__Records to process__:
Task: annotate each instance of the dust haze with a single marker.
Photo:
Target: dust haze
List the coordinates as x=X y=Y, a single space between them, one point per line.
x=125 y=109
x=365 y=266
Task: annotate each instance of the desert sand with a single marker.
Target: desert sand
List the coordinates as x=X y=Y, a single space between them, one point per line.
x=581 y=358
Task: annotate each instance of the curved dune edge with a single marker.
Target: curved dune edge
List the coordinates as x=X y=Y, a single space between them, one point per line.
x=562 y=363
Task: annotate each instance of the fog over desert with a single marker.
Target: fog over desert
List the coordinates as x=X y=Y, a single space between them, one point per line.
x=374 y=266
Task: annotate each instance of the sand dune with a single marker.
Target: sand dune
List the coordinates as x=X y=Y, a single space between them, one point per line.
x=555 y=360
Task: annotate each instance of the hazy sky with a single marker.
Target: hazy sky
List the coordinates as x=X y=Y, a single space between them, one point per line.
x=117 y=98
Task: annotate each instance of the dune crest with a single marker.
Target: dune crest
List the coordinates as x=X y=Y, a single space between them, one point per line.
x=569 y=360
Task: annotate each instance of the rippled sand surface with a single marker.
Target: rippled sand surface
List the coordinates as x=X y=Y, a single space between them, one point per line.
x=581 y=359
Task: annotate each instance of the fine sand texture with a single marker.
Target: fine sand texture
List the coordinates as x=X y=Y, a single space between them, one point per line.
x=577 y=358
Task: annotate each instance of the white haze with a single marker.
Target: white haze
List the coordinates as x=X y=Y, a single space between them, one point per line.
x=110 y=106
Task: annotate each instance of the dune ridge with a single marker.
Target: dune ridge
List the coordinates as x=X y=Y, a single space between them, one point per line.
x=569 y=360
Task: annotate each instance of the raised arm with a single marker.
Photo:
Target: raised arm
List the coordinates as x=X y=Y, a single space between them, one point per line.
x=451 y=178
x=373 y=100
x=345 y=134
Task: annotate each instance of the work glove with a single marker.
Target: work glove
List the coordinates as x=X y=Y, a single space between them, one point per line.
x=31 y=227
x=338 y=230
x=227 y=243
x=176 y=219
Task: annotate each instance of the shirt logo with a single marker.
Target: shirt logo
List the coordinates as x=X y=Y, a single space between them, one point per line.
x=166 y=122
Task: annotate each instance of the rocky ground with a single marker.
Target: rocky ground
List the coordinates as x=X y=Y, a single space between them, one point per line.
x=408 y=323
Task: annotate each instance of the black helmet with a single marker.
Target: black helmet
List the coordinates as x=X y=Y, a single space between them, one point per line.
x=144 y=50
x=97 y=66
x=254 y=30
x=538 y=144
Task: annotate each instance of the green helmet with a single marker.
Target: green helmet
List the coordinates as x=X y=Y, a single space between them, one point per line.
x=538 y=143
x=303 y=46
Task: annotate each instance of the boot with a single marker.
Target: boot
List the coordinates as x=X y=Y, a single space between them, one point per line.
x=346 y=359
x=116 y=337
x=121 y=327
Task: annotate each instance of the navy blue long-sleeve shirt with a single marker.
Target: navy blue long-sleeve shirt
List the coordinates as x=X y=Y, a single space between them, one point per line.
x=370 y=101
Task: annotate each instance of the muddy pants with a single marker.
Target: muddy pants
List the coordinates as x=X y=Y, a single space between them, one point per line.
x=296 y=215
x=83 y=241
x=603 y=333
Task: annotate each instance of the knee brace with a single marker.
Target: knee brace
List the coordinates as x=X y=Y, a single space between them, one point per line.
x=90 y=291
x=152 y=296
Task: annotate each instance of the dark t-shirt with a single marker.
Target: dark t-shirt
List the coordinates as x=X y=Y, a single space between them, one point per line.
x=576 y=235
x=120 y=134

__The problem__: Retype the whole listing, matching it exactly.

__Output for this exercise__:
Task: annotate each instance of the dust haze with a single marker.
Photo:
Target: dust haze
List the coordinates as x=X y=Y, a single space between them, one point per line.
x=125 y=109
x=365 y=266
Task: annotate each instance of the desert sand with a single marker.
Target: desert sand
List the coordinates as x=X y=Y, a single space between them, one point per line.
x=581 y=358
Task: annotate each instance of the curved dune edge with a single marker.
Target: curved dune edge
List the coordinates as x=X y=Y, a single space between them, one point per line.
x=562 y=363
Task: annotate each instance of the fog over desert with a single marker.
Target: fog over desert
List the coordinates as x=X y=Y, a single space between them, one point per line.
x=374 y=266
Task: annotate each instance of the sand dune with a single marker.
Target: sand dune
List the coordinates as x=X y=Y, a single space between them, one point per line.
x=555 y=360
Task: annotate each instance of the hazy sky with a single marker.
Target: hazy sky
List the coordinates as x=X y=Y, a single space between them, one point per line.
x=117 y=98
Task: annotate each instance of the dune crest with a single marker.
Target: dune crest
List the coordinates as x=X y=Y, a single space between them, one point per line.
x=569 y=360
Task: annotate each instance of the rippled sand surface with a single marker.
Target: rippled sand surface
List the coordinates as x=X y=Y, a single space between them, one point per line.
x=581 y=359
Task: annotate each instance of the fine sand texture with a single marker.
Target: fine sand texture
List the coordinates as x=X y=Y, a single space between them, one point per line.
x=577 y=358
Task: annotate each instance of the white haze with a single marker.
Target: white haze
List the coordinates as x=X y=Y, a single space between them, one point per line.
x=110 y=106
Task: annotate each instance of the dune ridge with a single marker.
Target: dune ridge
List the coordinates as x=X y=Y, a single space between them, one point per line.
x=569 y=360
Task: annotate each instance of the raised arm with a single marker.
Photo:
Target: raised arm
List the coordinates as x=X y=Y, a single space between them, one point per line.
x=451 y=178
x=373 y=100
x=345 y=134
Task: annotate each instance of the work glove with a single marker.
Target: work glove
List the coordinates as x=X y=Y, a single space between them, one point per line.
x=31 y=227
x=338 y=230
x=227 y=243
x=176 y=219
Task: annotate each instance of the shirt logo with a single marker.
Target: shirt logo
List the coordinates as x=X y=Y, a single space between them, one point per line.
x=166 y=122
Task: annotate each instance of the rocky ground with a single marker.
Target: rocky ground
List the coordinates as x=X y=Y, a single space between them, one point per line.
x=408 y=323
Task: annotate each instance of the black helmet with a single marker.
Target: black helmet
List the coordinates as x=X y=Y, a single space between them, one point per line.
x=144 y=50
x=97 y=66
x=254 y=30
x=538 y=144
Task: annotate each instance of the green helmet with a single marker.
Target: green helmet
List the coordinates as x=X y=Y, a single space between them, one point per line.
x=538 y=143
x=303 y=46
Task: annotate each instance of the boot with a single marker.
Target: boot
List the coordinates as x=X y=Y, a single space between them, one point per line.
x=346 y=359
x=116 y=337
x=121 y=327
Task: annotate each instance of the navy blue long-sleeve shirt with a single marker.
Target: navy blue long-sleeve shirt
List the coordinates as x=X y=Y, a single space between them, one point per line.
x=370 y=101
Task: annotate each instance of the muddy pants with a single marker.
Target: muddy pants
List the coordinates as x=X y=Y, a single space between them, one point per line.
x=296 y=215
x=83 y=241
x=603 y=333
Task: annotate each instance of the knee brace with a single marker.
Target: knee brace
List the coordinates as x=X y=Y, a single space between them, one point per line.
x=90 y=291
x=152 y=296
Task: annotate each instance of the dark t-shirt with a single marker.
Target: dark t-shirt
List the coordinates as x=X y=Y, a single space between them, one point per line.
x=576 y=235
x=120 y=134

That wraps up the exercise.